** begin TEXT SECTION **

# Swapped A Worker For A Non Worker



## bsa (Dec 23, 2010)

Ok heres the story a bloke i work with has been pestering to by one of my very cheap watches, i explained that i like watches and dont need money.

So the other day he said he had a old seiko at home that didnt work would i swap. Without seeing his watch i agreed and gave him mine, today he gave me his.

I know its not working but have a look.

My old one










My new one



















What do you think

Mark.


----------



## feenix (May 27, 2008)

bsa said:


> What do you think
> 
> Mark.


I think he did well out of that deal.


----------



## bsa (Dec 23, 2010)

Mmm you might be right I did like that big ugly sucker and it did at least tell the time.


----------



## SEIKO7A38 (Feb 12, 2009)

bsa said:


> My new one
> 
> 
> 
> ...

** end TEXT SECTION **
** begin EXTRACTED RECORDS **

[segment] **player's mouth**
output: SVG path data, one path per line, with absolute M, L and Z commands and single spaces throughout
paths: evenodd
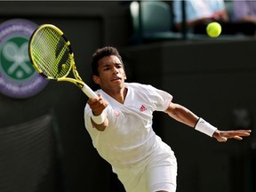
M 122 80 L 122 78 L 119 76 L 114 76 L 113 78 L 111 78 L 112 82 L 120 81 L 120 80 Z

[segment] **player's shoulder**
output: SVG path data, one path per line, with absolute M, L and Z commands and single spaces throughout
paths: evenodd
M 152 85 L 150 84 L 143 84 L 140 83 L 125 83 L 125 85 L 127 88 L 132 88 L 132 89 L 151 89 Z

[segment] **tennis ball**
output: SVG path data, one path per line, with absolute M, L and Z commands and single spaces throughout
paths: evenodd
M 211 37 L 218 37 L 221 33 L 221 26 L 218 22 L 211 22 L 206 27 L 206 32 Z

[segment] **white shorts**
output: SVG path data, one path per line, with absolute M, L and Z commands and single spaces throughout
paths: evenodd
M 114 169 L 126 192 L 176 191 L 177 161 L 171 149 L 150 156 L 144 164 Z

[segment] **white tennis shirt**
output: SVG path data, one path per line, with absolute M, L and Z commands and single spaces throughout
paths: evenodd
M 159 148 L 162 141 L 152 129 L 154 111 L 164 111 L 172 100 L 166 92 L 151 85 L 125 83 L 128 89 L 124 104 L 119 103 L 102 90 L 100 93 L 108 102 L 106 108 L 108 126 L 104 132 L 92 127 L 92 110 L 84 109 L 85 127 L 100 156 L 112 166 L 140 164 Z

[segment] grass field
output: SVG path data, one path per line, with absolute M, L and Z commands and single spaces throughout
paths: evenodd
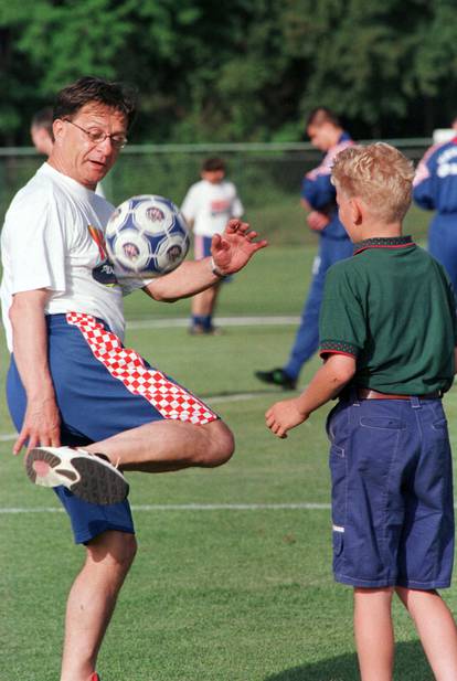
M 308 246 L 258 254 L 223 290 L 220 315 L 298 315 L 311 257 Z M 164 306 L 140 294 L 127 302 L 128 318 L 144 323 L 188 310 L 188 301 Z M 139 553 L 100 652 L 103 681 L 358 678 L 351 589 L 331 575 L 328 409 L 277 440 L 264 412 L 283 393 L 253 376 L 280 365 L 293 337 L 293 326 L 273 324 L 226 327 L 217 338 L 134 324 L 128 332 L 128 343 L 213 404 L 237 449 L 212 471 L 129 476 Z M 317 365 L 306 366 L 301 385 Z M 4 348 L 1 366 L 4 376 Z M 455 444 L 456 390 L 446 406 Z M 8 435 L 4 403 L 0 418 Z M 29 483 L 11 441 L 0 447 L 0 681 L 56 681 L 65 597 L 83 551 L 53 492 Z M 456 587 L 448 599 L 457 611 Z M 397 605 L 395 621 L 396 681 L 432 680 Z

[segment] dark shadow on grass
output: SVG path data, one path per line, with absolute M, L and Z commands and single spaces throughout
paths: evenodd
M 264 681 L 358 681 L 355 653 L 340 655 L 320 662 L 302 664 L 265 677 Z M 395 681 L 433 681 L 434 677 L 418 641 L 397 643 L 395 648 Z

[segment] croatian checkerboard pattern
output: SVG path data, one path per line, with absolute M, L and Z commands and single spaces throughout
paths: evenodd
M 66 320 L 79 329 L 94 357 L 111 376 L 121 381 L 134 395 L 145 397 L 164 418 L 188 421 L 201 426 L 217 418 L 194 395 L 172 383 L 157 369 L 146 366 L 138 352 L 124 348 L 118 337 L 91 315 L 68 312 Z

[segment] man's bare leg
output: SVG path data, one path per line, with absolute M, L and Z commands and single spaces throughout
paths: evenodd
M 232 456 L 234 440 L 222 421 L 199 426 L 169 418 L 124 430 L 85 449 L 106 455 L 121 470 L 166 472 L 221 466 Z
M 392 681 L 392 588 L 354 588 L 354 635 L 362 681 Z
M 136 546 L 134 534 L 115 531 L 104 532 L 87 545 L 86 562 L 66 606 L 61 681 L 85 681 L 95 671 L 98 649 Z
M 204 291 L 196 294 L 192 297 L 192 315 L 196 317 L 206 317 L 212 315 L 217 294 L 220 291 L 221 284 L 214 284 L 211 288 L 206 288 Z
M 395 590 L 414 620 L 436 681 L 455 681 L 457 628 L 449 608 L 436 590 Z

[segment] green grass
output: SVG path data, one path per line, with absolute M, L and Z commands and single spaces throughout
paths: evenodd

** end EXTRACTED RECORDS **

* TASK REQUIREMENTS
Which distinct usernames appear as post authors in the watch swap thread?

* COMPLETED TASK
bsa, feenix, SEIKO7A38